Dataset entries

··········

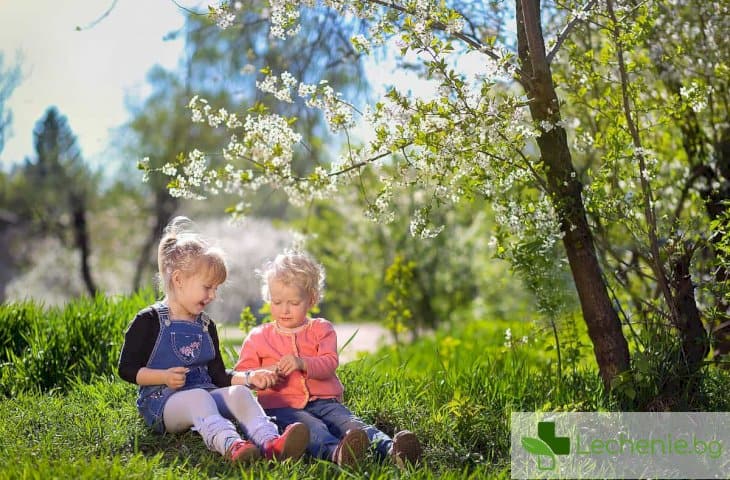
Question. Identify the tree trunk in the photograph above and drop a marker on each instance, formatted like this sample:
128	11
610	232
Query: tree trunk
693	336
604	327
83	243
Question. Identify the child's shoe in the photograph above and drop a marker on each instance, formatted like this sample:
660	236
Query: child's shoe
406	449
352	448
290	444
243	451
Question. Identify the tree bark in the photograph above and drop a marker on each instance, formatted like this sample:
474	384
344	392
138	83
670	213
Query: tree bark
83	243
604	327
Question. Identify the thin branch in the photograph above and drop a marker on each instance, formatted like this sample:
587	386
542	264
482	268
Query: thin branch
191	12
649	213
567	30
102	17
469	40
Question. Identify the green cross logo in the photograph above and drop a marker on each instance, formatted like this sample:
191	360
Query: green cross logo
546	445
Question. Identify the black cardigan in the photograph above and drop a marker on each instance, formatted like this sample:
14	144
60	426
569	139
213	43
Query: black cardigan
140	338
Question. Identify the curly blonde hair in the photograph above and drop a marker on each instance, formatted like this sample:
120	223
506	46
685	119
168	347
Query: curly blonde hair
181	248
294	268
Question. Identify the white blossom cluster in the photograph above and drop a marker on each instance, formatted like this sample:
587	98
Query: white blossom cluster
323	97
441	145
223	14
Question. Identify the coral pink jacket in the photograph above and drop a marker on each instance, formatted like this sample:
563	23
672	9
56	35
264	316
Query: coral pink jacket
315	342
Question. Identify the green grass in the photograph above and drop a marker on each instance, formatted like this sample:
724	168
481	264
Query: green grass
455	389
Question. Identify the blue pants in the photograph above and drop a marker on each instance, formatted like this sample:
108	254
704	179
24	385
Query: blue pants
328	421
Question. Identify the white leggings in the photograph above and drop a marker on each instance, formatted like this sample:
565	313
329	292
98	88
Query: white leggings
208	413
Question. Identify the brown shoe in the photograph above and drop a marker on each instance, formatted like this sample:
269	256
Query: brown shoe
406	449
352	448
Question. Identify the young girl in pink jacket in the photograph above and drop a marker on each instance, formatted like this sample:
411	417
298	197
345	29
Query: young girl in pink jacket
302	351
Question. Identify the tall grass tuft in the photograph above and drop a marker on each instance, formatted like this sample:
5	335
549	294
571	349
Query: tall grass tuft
43	349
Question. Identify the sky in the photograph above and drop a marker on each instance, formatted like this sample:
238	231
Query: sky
86	74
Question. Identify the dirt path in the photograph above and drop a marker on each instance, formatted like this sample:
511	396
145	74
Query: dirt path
368	337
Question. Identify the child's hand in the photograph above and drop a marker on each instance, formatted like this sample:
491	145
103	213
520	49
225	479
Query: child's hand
263	378
175	377
289	364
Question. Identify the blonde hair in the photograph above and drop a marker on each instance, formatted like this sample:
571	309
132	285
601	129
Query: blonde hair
294	268
181	248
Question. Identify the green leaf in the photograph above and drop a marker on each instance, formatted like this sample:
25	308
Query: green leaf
536	446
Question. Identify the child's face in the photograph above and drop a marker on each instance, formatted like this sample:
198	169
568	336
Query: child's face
289	304
194	292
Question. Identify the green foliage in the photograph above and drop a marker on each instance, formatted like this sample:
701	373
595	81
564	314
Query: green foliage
45	349
396	306
455	389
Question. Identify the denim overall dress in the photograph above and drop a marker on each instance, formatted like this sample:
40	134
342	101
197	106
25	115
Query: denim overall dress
180	344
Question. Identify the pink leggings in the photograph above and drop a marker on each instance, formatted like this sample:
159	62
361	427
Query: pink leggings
209	412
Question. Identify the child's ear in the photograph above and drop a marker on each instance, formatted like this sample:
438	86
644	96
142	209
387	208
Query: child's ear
176	278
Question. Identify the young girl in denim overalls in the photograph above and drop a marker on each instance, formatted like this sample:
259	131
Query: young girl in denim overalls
171	351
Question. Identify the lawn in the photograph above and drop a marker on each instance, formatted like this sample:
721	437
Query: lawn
66	414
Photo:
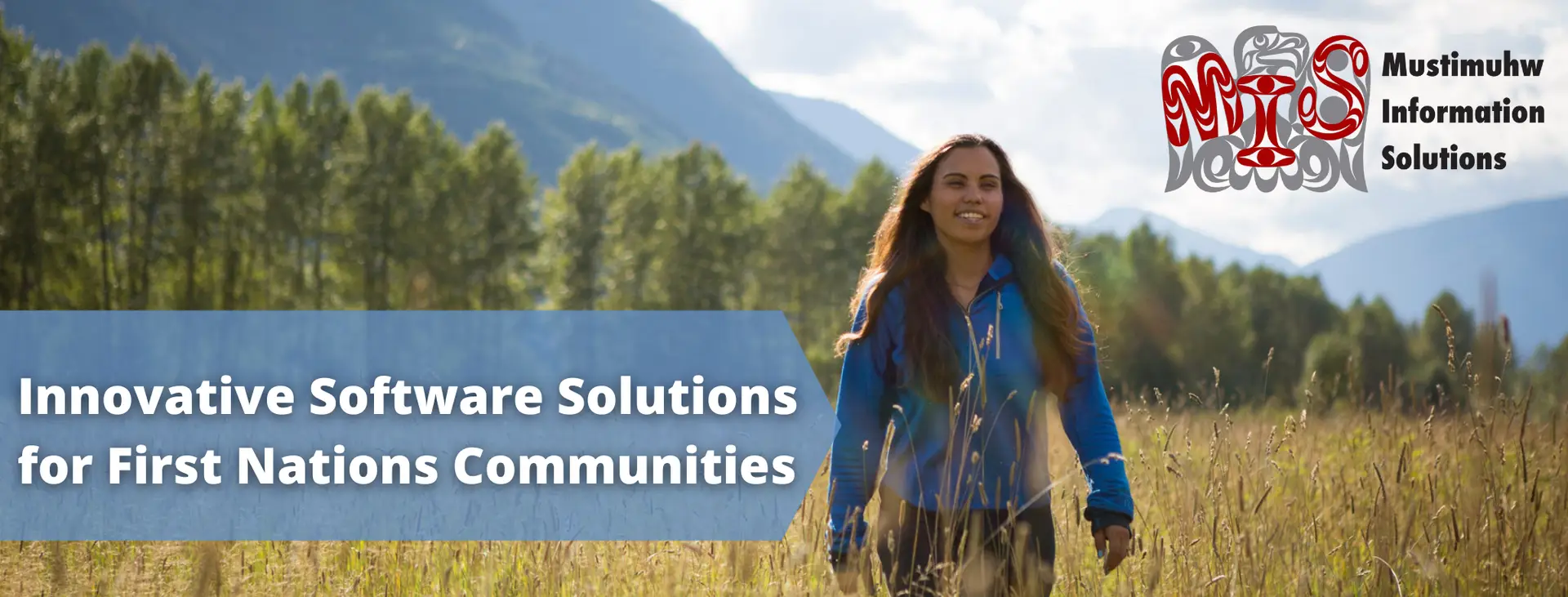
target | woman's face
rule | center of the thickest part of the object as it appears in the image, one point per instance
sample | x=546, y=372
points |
x=966, y=196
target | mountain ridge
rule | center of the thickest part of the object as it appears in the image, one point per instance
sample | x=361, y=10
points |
x=852, y=131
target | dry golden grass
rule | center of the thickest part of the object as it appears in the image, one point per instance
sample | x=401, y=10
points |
x=1351, y=503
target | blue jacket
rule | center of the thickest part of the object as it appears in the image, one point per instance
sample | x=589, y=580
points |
x=933, y=466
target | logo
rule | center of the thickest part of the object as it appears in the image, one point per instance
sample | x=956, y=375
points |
x=1288, y=115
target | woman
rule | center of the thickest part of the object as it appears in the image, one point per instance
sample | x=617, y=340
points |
x=963, y=322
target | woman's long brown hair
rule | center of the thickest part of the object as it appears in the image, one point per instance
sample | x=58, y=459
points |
x=906, y=252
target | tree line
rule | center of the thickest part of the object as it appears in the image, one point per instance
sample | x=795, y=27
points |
x=127, y=184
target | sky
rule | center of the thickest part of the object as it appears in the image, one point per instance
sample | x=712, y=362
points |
x=1071, y=91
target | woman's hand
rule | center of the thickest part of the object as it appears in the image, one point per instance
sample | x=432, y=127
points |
x=847, y=574
x=1112, y=544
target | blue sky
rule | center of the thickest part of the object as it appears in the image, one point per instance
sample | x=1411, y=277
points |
x=1071, y=90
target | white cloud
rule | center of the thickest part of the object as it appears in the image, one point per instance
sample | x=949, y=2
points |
x=1071, y=91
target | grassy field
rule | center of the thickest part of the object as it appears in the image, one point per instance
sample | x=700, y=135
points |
x=1256, y=503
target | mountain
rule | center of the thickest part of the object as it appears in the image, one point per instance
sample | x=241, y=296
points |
x=858, y=135
x=670, y=66
x=557, y=74
x=1184, y=240
x=1523, y=245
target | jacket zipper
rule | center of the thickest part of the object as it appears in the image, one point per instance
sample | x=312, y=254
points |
x=980, y=293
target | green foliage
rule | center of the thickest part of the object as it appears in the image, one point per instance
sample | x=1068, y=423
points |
x=127, y=185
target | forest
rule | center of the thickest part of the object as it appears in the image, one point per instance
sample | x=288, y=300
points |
x=127, y=182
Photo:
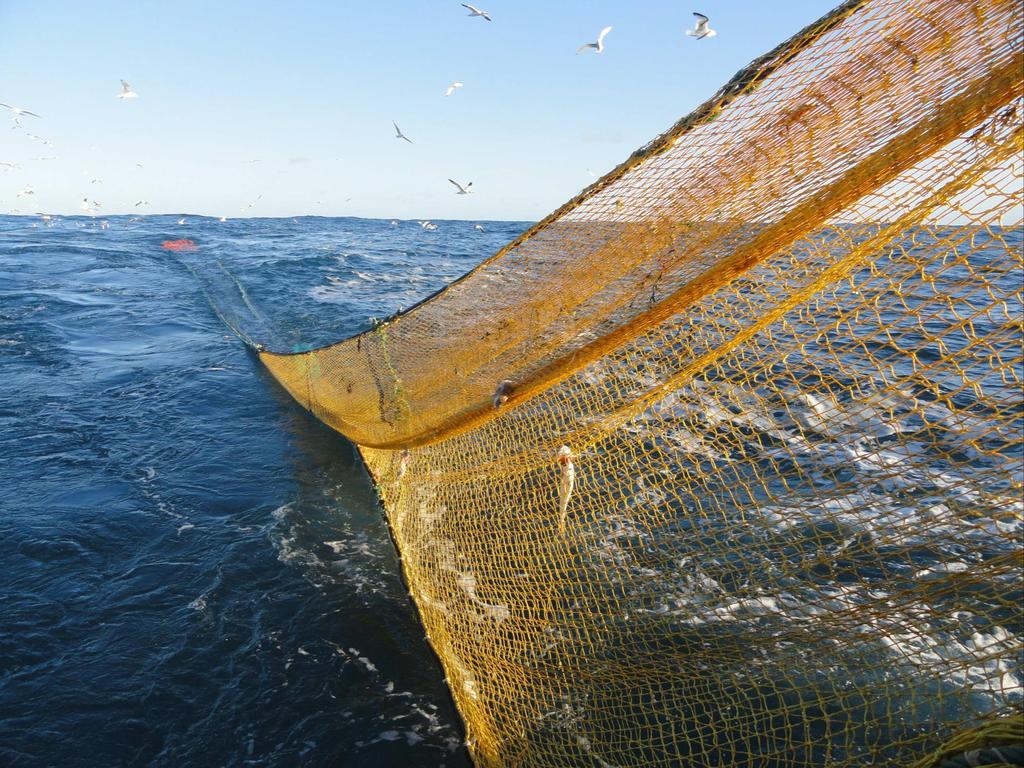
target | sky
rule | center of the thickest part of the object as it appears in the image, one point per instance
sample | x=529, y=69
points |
x=294, y=101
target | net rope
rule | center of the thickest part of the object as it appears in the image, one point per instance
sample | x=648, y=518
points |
x=721, y=463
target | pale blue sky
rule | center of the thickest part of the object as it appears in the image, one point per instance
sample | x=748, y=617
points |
x=310, y=89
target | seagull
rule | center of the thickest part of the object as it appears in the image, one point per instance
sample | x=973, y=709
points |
x=398, y=133
x=599, y=45
x=18, y=113
x=701, y=30
x=474, y=11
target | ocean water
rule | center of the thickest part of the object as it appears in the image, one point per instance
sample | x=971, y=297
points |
x=195, y=571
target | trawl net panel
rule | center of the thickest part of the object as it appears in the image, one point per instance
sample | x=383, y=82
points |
x=721, y=464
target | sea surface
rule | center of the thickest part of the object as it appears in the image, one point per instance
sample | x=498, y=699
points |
x=195, y=571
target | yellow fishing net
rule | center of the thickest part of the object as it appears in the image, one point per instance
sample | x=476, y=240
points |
x=721, y=463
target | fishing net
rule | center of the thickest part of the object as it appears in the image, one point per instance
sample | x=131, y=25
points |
x=721, y=463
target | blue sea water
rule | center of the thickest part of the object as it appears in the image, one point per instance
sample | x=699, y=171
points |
x=194, y=570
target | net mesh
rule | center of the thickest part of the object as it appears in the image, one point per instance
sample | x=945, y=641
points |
x=721, y=463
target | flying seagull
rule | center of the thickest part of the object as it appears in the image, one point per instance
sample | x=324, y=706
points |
x=398, y=133
x=18, y=113
x=474, y=11
x=700, y=30
x=597, y=46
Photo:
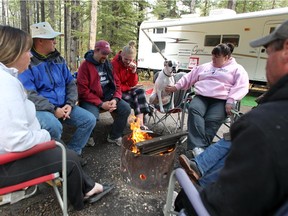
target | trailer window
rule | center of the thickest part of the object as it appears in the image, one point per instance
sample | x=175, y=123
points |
x=212, y=40
x=159, y=30
x=161, y=46
x=234, y=39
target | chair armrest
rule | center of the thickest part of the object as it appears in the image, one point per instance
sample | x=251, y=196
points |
x=191, y=192
x=12, y=156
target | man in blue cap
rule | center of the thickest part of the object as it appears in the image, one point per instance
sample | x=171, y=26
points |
x=52, y=88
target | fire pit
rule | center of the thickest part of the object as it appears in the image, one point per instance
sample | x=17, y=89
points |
x=149, y=167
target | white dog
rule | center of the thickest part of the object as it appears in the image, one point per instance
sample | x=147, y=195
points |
x=165, y=77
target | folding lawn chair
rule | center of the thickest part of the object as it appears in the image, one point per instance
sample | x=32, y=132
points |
x=14, y=193
x=193, y=195
x=161, y=118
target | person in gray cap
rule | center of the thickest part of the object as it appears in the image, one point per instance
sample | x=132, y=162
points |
x=254, y=179
x=52, y=88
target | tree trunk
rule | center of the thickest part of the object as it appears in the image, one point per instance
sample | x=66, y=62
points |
x=67, y=29
x=42, y=11
x=192, y=6
x=93, y=24
x=52, y=11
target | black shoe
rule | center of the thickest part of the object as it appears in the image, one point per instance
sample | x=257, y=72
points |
x=83, y=161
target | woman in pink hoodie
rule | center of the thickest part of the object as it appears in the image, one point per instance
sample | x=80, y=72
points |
x=218, y=85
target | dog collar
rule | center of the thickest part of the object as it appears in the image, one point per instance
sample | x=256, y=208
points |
x=167, y=74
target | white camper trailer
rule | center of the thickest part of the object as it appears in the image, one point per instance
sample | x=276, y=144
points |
x=190, y=40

··········

§ Directions:
Look above for the line with "sample | x=58, y=459" and copy exactly from it through the line with "target | pale blue sky", both included. Omit the pictures.

§ Answer:
sample | x=58, y=459
points |
x=906, y=252
target | tree line
rule | center of the thickest part of the object as it appears in the image, one point per instance
sample | x=795, y=27
points |
x=127, y=184
target | sky
rule | center of the thickest part of the object as it appears in the image, one point per instance
sample | x=712, y=362
points |
x=1071, y=91
target | woman's hand
rule | center of the thickest part of the object as it appears in the image, one point per instance
sample | x=432, y=127
points |
x=847, y=574
x=1112, y=544
target | blue sky
rule | center of the thickest part of the object as it appears in the image, one point per instance
sample | x=1411, y=277
points |
x=1071, y=90
target | white cloud
rule | center of the thickest part of the object as it appears in the image, one point per instance
sample | x=949, y=2
points |
x=1071, y=91
target | grassy field
rule | center of the thickest part of the object as it appears in the image, one point per instance
sample | x=700, y=135
points |
x=1256, y=503
target | mountain
rule | center of the thickest part of the object as it appears in the image, one point per instance
sample | x=241, y=296
points |
x=858, y=135
x=670, y=66
x=557, y=74
x=1184, y=240
x=1523, y=245
target | jacket zipper
rule | center of the thickest part of the object as it appears in the image, one point per instance
sample | x=312, y=254
points |
x=980, y=293
target | green foliage
rule | center of the thickest part of the object as it appears in the image, one point per instance
sample | x=1068, y=423
points |
x=127, y=185
target | forest
rule | center of the thickest part of the object as it appears in the image, one point per instance
sample | x=288, y=300
points |
x=127, y=182
Photo:
target | sky
rule | center of the thickest part of the object as it appears in the image, one point per instance
sample | x=529, y=69
points |
x=294, y=101
target | net rope
rule | center of the thickest part of the object as it appears in the image, one point per instance
sample | x=648, y=518
points |
x=721, y=463
target | pale blue sky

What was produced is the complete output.